DIRECTIONS FOR THIS TASK:
A word-for-word copy of the data, pictures excluded, is what this task asks for.

Stored records
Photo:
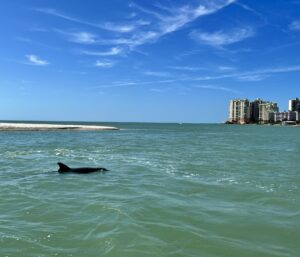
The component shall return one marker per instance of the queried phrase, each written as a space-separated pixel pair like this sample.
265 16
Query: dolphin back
63 167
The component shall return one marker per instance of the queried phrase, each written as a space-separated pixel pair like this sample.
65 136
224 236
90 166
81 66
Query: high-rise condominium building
266 112
255 109
294 105
239 111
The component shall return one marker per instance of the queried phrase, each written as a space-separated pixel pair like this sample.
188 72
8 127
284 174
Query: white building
239 111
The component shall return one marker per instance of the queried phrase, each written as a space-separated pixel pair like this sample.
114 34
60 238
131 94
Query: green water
172 190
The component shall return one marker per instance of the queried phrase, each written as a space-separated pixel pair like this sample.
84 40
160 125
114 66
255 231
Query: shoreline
6 126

PROBLEM SOLUTION:
Photo:
The component shall return one marker per instance of the queried phrase, each written as a space-separated pixel pair like this sample.
265 16
Query: dolphin back
63 167
The component shall return one marker per instance of the queried phrase, each written as a space-separated pixel pair like this sample.
65 136
224 236
90 166
81 66
Query: high-rise condominium building
266 112
255 109
294 105
239 111
The component shall return one marker per instance of the queried phrase, each written as a space-separated pixel pair like this sample.
188 72
8 127
284 174
Query: white building
239 111
The component shall return one marker per instance of the queried phrase, each written as a space-separated pixel pair like this sample.
114 34
60 238
131 94
Query: green water
172 190
The component shall return one marker per instance of the queried phrase, each written as a space-separated pixel pair like this sample.
84 40
160 125
114 66
255 231
Query: shoreline
6 126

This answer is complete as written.